TEXT BLOCK:

* START *

Herbert James Reeves (1869 – 4 June 1937), also known as James Reeves or Captain Reeves, was an English football pioneer who is regarded as one of the most important figures in the amateur beginnings of football in Catalonia, being noted for his prominent role in promoting football in the city and as the undisputed leader and fundamental head behind the foundations of some of the earliest Catalan clubs in existence such as British Club de Barcelona and Sociedad de Foot-Ball de Barcelona, serving both teams as its captain. In addition to his leadership skills, he also stood out as a great striker, netting some of the very first goals in the history of Catalan football.

Early life
Herbert James Reeves was born in 1869 in Hackney, then a municipality in the county of Middlesex (now a district of Greater London). The exact date of birth is not known, but he was registered in the civil registry between April and June of that year. Reeves was born to a wealthy family, being the second of eight children. He studied engineering, and graduated as an artisan engineer. While in Middlesex, he developed a deep interest in football, already showing great leadership skills from a young age.

At some point in 1892, the 23-year-old Reeves arrived in Barcelona. Work reasons bring him, like many other Britons who moved to the Catalan capital. He was hired by the Barcelona Warterworks Company Ltd and remained in Barcelona for as long as the company lasted (1892–1895). At that time, football was a sport practically unknown in the city. The Barcelona Cricket Club, founded by Britons a year earlier, is the only sign of football in Catalonia, as they played cricket in the summer and then football in the winter (which was common at the time). However, they were a strictly British club, so instead of joining this team, Reeves, an enthusiastic and passionate lover of the game, aimed to create an organization open to everyone, regardless of their origin, a club which would include British and Catalans alike.

* END *

Entries from an annotation dataset

* START *

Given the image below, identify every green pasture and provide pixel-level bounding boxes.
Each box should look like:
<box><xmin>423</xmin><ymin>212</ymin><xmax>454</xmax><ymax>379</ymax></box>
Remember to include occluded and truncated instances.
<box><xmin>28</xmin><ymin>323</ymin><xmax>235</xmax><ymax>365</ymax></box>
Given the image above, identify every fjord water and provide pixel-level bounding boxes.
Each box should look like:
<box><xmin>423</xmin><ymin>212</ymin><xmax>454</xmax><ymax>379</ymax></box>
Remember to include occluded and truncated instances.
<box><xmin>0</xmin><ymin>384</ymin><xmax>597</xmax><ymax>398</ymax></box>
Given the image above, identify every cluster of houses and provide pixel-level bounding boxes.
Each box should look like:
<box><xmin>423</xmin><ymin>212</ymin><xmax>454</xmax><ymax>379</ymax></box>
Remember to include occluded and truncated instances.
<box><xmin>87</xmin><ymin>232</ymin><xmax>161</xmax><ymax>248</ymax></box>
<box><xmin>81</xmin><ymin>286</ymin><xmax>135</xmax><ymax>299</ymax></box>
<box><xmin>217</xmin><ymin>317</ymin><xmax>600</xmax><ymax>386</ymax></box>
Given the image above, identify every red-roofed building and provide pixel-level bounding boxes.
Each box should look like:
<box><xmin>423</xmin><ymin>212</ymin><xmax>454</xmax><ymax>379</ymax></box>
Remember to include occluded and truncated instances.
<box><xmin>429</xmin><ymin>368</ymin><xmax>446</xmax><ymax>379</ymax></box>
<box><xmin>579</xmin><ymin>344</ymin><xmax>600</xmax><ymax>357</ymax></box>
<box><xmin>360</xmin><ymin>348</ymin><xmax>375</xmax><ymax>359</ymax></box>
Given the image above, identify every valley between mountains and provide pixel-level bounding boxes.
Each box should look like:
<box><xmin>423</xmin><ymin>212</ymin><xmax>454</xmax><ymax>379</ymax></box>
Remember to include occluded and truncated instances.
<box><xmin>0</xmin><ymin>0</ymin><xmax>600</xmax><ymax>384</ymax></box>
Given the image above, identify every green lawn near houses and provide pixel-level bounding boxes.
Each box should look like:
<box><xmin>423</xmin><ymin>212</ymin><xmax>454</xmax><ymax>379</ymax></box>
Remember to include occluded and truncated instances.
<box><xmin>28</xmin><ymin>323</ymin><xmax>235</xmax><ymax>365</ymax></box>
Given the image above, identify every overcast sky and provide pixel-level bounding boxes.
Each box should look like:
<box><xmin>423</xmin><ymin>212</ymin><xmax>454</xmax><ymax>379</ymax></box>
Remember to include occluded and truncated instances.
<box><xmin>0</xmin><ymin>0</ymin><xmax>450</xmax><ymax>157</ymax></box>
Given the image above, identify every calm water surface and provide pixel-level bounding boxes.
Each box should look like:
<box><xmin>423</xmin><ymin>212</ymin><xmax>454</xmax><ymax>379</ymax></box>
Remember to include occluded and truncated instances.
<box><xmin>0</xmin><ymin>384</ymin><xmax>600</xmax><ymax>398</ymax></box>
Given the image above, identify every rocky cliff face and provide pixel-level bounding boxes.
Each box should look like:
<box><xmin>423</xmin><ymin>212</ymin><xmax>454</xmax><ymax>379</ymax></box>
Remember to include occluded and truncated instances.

* END *

DIRECTION 1: List every club named in the text about Herbert James Reeves.
DIRECTION 2: Reproduce the rows from the line holding "Given the image above, identify every valley" through the end of the rows, inclusive, with every coordinate in the answer boxes multiplied by 1.8 and rounded to whole numbers, halves up. Keep the requests and their sample box unchanged.

EXPECTED ANSWER 1:
British Club de Barcelona
Sociedad de Foot-Ball de Barcelona
Barcelona Cricket Club

EXPECTED ANSWER 2:
Given the image above, identify every valley between mountains and provide pixel-level bounding boxes.
Each box should look like:
<box><xmin>423</xmin><ymin>212</ymin><xmax>454</xmax><ymax>379</ymax></box>
Remember to include occluded and truncated instances.
<box><xmin>0</xmin><ymin>0</ymin><xmax>1080</xmax><ymax>691</ymax></box>
Given the image above, identify every green lawn near houses and provide pixel-level bounding boxes.
Each box should look like:
<box><xmin>423</xmin><ymin>212</ymin><xmax>454</xmax><ymax>379</ymax></box>
Remember to include occluded and truncated instances.
<box><xmin>50</xmin><ymin>581</ymin><xmax>423</xmax><ymax>657</ymax></box>
Given the image above, identify every overcast sky and provide pixel-level bounding boxes.
Each box should look like:
<box><xmin>423</xmin><ymin>212</ymin><xmax>454</xmax><ymax>379</ymax></box>
Remember to include occluded and truncated instances.
<box><xmin>0</xmin><ymin>0</ymin><xmax>810</xmax><ymax>283</ymax></box>
Given the image above, identify every calm water surface and provide pixel-level bounding boxes.
Each box should look like:
<box><xmin>423</xmin><ymin>212</ymin><xmax>454</xmax><ymax>379</ymax></box>
Remember to include occluded and truncated instances.
<box><xmin>0</xmin><ymin>691</ymin><xmax>1080</xmax><ymax>716</ymax></box>
Given the image above, identify every rocky cliff face and provide pixel-level bounding boxes.
Each box should look like:
<box><xmin>423</xmin><ymin>212</ymin><xmax>454</xmax><ymax>379</ymax></box>
Remember to include occluded and truncated instances.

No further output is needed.